**What you have to do**
Write the next part of the forum thread about the Colorful iGame GTX 970 review, picking up after its last post.

*** Extract provided

# Colorful iGame GTX 970 4 GB



## W1zzard (Nov 26, 2014)

With a base clock of 1203 MHz, Colorful's iGame GTX 970 is one of the highest-clocked GTX 970 cards available on the market. Its triple-fan, dual-slot cooler achieves excellent temperatures and contributes to its overclocking potential, which is higher than with any other GTX 970 we have tested thus far.

*Show full review*


----------



## 荷兰大母猪 (Dec 3, 2014)

tpu居然出七彩虹的评测了…感天动地… I mean, I am so surprised tpu got review of colorful... I don't think guys here can understand the word 玩家定制 lol


----------



## davcc22 (Dec 3, 2014)

wizzard there is a typo on the fist page  
"Their iGame GTX 970 is a highly overclocked version of the GTX 970, with a large dual-fan cooler that should provide excellent temperatures"


----------



## W1zzard (Dec 3, 2014)

c4nf00d said:


> wizzard there is a typo on the fist page
> "Their iGame GTX 970 is a highly overclocked version of the GTX 970, with a large dual-fan cooler that should provide excellent temperatures"


fixed, thanks


----------



## buildzoid (Dec 3, 2014)

So is colorful considering expanding or is TPU popular in Asia?


----------



## mroofie (Dec 3, 2014)

W1zzard said:


> fixed, thanks


Hi W1zzard is there any chance you will be reviewing any 970 itx builds ?


----------



## puma99dk| (Dec 3, 2014)

mroofie said:


> Hi W1zzard is there any chance you will be reviewing any 970 itx builds ?



i am sure they will come if Asus or Gigabyte offers em to W1zzard or dunno if he can fill a request for the models ^^


----------



## mroofie (Dec 3, 2014)

puma99dk| said:


> i am sure they will come if Asus or Gigabyte offers em to W1zzard or dunno if he can fill a request for the models ^^


lol hopefully they will send him at least one 
Sorry about your Cat  (lived long)


----------



## GhostRyder (Dec 3, 2014)

I saw the title being an iGame card and I immediately jumped for joy as to see what it was.  I am a little saddened its not something super crazy other than it having a massive 3 fan cooler but the performance and specs do not disappoint!

It looks like an awesome card, great review!

******
*** Recorded data

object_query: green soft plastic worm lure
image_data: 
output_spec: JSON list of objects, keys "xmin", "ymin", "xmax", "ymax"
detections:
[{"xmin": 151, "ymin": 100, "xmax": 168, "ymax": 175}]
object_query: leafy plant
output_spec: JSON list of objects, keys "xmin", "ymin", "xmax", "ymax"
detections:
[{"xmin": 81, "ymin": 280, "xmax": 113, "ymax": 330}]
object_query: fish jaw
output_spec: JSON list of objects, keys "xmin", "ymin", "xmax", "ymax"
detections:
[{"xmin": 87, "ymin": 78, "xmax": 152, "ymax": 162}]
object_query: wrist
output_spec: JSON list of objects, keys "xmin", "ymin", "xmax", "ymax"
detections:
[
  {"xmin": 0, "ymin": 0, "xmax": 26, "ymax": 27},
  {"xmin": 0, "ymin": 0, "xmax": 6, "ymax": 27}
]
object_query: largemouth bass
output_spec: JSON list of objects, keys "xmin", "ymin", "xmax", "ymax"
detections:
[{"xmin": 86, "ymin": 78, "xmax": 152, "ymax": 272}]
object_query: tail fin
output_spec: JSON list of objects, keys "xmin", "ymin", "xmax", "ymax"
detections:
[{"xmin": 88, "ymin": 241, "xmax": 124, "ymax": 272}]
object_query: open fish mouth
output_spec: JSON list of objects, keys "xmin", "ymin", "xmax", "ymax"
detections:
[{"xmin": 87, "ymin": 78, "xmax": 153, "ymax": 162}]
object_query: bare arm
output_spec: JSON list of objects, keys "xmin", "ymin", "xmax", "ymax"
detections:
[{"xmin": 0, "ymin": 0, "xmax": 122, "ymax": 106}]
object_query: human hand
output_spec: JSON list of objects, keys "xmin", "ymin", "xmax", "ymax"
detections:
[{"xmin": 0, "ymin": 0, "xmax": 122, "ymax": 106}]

******

**Task answer**
----------



## The Quim Reaper (Dec 3, 2014)

> The GTX 970, much like its predecessors, the GTX 770 and GTX 670, is destined to be an underrated card decking out lower shelves under the GTX 980's shadow



Sorry, but this is absolute nonsense, the 970 has been selling out from the start, it's had rave reviews from just about everyone and is the recommended GPU of the moment.

There is nothing about this card that is underrated or living in the 'shadow' of the 980.

Very strange thing to say TBH.


----------



## the54thvoid (Dec 3, 2014)

The Quim Reaper said:


> Sorry, but this is absolute nonsense, the 970 has been selling out from the start



Because it's £200 cheaper.



The Quim Reaper said:


> it's had rave reviews from just about everyone and is the recommended GPU of the moment.



Because of it's price point.



The Quim Reaper said:


> There is nothing about this card that is underrated or living in the 'shadow' of the 980.
> 
> Very strange thing to say TBH.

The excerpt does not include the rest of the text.